» **What this task involves**
Output each of the following entries word for word, with no changes.

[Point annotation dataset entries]
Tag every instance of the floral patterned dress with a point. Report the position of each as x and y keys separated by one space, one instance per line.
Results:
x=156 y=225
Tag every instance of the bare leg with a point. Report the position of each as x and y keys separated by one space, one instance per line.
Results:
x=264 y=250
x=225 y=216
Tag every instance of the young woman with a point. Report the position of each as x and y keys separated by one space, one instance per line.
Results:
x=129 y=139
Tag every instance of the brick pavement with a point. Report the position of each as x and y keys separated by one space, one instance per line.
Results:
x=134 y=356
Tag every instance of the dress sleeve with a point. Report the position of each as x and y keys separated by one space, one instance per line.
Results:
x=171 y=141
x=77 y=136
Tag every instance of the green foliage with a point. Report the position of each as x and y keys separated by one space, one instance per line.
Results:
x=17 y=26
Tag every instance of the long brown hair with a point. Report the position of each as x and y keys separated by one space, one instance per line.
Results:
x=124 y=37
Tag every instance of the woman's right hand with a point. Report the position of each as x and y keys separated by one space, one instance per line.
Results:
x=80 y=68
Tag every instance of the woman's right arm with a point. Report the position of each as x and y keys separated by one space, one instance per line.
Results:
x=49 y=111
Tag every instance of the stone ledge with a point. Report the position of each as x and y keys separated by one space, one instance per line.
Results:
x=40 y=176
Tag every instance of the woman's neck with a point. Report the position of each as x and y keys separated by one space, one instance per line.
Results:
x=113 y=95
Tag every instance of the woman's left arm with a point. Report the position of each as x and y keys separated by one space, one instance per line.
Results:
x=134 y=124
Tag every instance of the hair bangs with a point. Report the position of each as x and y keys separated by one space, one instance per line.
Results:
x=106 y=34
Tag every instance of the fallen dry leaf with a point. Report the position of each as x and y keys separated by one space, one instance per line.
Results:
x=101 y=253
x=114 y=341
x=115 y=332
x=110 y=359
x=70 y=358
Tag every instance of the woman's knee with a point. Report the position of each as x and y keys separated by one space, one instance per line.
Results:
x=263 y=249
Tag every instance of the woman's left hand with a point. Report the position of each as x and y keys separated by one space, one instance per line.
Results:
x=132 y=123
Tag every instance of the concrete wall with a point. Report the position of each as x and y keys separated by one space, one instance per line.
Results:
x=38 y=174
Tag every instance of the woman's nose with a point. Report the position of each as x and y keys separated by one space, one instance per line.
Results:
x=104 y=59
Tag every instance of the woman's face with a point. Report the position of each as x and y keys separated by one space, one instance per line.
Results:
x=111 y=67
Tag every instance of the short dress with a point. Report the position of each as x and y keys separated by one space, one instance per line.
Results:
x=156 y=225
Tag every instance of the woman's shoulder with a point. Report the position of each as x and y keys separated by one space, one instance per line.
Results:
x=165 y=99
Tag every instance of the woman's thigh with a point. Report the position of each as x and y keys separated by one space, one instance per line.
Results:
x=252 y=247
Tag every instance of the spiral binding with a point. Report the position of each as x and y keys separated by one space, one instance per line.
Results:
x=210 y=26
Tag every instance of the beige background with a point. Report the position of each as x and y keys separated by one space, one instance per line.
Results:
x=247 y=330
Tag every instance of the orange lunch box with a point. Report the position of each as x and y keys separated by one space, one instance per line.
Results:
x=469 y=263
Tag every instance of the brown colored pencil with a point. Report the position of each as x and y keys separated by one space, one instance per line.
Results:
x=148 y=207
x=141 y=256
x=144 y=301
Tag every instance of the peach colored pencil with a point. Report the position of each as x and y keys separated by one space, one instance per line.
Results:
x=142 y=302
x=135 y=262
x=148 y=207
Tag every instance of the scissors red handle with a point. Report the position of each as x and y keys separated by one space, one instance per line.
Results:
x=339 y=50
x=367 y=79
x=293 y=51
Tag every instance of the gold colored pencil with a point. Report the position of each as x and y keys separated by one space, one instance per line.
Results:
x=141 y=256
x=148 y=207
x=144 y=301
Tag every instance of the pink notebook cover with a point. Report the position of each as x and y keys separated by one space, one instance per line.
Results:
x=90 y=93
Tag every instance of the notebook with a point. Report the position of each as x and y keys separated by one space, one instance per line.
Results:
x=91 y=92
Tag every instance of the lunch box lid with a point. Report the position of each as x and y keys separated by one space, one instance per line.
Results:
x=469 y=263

» **Solution below**
Tag every instance of the floral patterned dress with a point. Report the position of each as x and y keys separated by one space, one instance per line.
Results:
x=156 y=225
Tag every instance of the bare leg with a point. Report the position of each as x and y keys separated by one space, one instance per line.
Results:
x=264 y=250
x=225 y=216
Tag every instance of the young woman with a point. Report the position of each as x and y keys separated by one space, one instance per line.
Results:
x=129 y=139
Tag every instance of the brick pavement with a point. Report the position of each as x and y keys separated by one space, one instance per line.
Results:
x=134 y=356
Tag every instance of the dress sleeve with a point. Report the position of each as x and y keys separated by one space, one instance per line.
Results:
x=171 y=141
x=77 y=136
Tag every instance of the green foliage with a point. Report the position of each as x and y keys separated by one space, one instance per line.
Results:
x=17 y=26
Tag every instance of the long brown hair with a point. Report the position of each as x and y keys separated by one space, one instance per line.
Results:
x=124 y=37
Tag every instance of the woman's right hand with a point. Report the position of each as x and y keys separated by one space, one instance per line.
Results:
x=80 y=68
Tag every instance of the woman's right arm with a point. Report the position of each as x and y keys separated by one space, one instance per line.
Results:
x=49 y=111
Tag every instance of the stone ledge with a point. Report the position of each as x and y keys separated by one space, one instance per line.
Results:
x=40 y=176
Tag every instance of the woman's neck with a point. Report the position of each as x and y keys separated by one space, one instance per line.
Results:
x=113 y=95
Tag every instance of the woman's left arm with a point. Report the position of each as x and y keys separated by one space, one instance per line.
Results:
x=134 y=124
Tag every instance of the hair bangs with a point. Report the position of each as x and y keys separated by one space, one instance per line.
Results:
x=106 y=34
Tag every instance of the fallen dry leaf with a point. Report the position of each as x and y keys separated by one space, one instance per line.
Results:
x=101 y=253
x=114 y=341
x=115 y=332
x=110 y=359
x=70 y=358
Tag every instance of the woman's knee with a point. Report the position of each as x and y keys separated by one space, one instance per line.
Results:
x=263 y=249
Tag every instance of the woman's left hand with a point. Report the position of each as x and y keys separated by one space, one instance per line.
Results:
x=132 y=123
Tag every instance of the concrete wall with a point. Report the position of each as x and y keys separated by one space, one instance per line.
Results:
x=38 y=174
Tag every instance of the woman's nose with a point. Report the position of each as x and y keys separated by one space, one instance per line.
Results:
x=104 y=59
Tag every instance of the woman's face with a point. Report the position of each as x and y keys separated by one space, one instance per line.
Results:
x=111 y=67
Tag every instance of the short dress with a point. Report the position of each as x and y keys separated by one space, one instance per line.
Results:
x=156 y=225
Tag every instance of the woman's shoulder with a point. Report the position of each as x and y keys separated by one space, one instance per line.
Results:
x=165 y=99
Tag every instance of the woman's thigh with a point. Report the position of each as x and y keys separated by one space, one instance per line.
Results:
x=252 y=247
Tag every instance of the spiral binding with a point. Report the position of each as x and y keys separated by one space, one instance per line.
Results:
x=210 y=26
Tag every instance of the beige background with a point. Report the position of each as x and y keys separated by one space, one instance per line.
Results:
x=247 y=330
Tag every instance of the orange lunch box with a point. Report the position of each as x and y keys separated by one space, one instance per line.
Results:
x=469 y=263
Tag every instance of the brown colored pencil with a point. Report the position of each as x and y keys separated by one space, one instance per line.
Results:
x=148 y=207
x=141 y=256
x=144 y=301
Tag every instance of the peach colored pencil with a point. Report the position of each as x and y keys separated by one space, one instance per line.
Results:
x=142 y=302
x=135 y=262
x=148 y=207
Tag every instance of the scissors red handle with a point. Report the position of each as x and y keys separated by one space, one instance per line.
Results:
x=339 y=50
x=367 y=79
x=293 y=51
Tag every instance of the gold colored pencil with a point. Report the position of each as x and y keys separated by one space, one instance per line.
Results:
x=141 y=256
x=148 y=207
x=144 y=301
Tag every instance of the pink notebook cover with a point. Report the position of each as x and y keys separated by one space, one instance per line.
Results:
x=90 y=93
Tag every instance of the notebook with a point. Report the position of each as x and y keys separated by one space, one instance per line.
Results:
x=91 y=92
Tag every instance of the lunch box lid with a point. Report the position of each as x and y keys separated by one space, one instance per line.
Results:
x=469 y=263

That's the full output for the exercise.